Segment Start: Information given

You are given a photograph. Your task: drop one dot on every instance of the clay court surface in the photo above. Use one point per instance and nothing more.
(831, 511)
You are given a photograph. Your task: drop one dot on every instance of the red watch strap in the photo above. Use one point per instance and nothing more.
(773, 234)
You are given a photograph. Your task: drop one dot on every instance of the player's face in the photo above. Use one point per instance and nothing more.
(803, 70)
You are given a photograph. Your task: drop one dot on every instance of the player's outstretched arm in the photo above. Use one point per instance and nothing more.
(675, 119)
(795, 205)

Segment End: Information given

## Directions
Would you restate word for word every line from the one holding "the player's outstretched" to the end of the entries, both ends included?

## Solution below
You are given a photograph. Your task: drop one dot on every instance of the player's outstretched arm in the photo above. Use one point per instance and nothing more.
(675, 119)
(795, 205)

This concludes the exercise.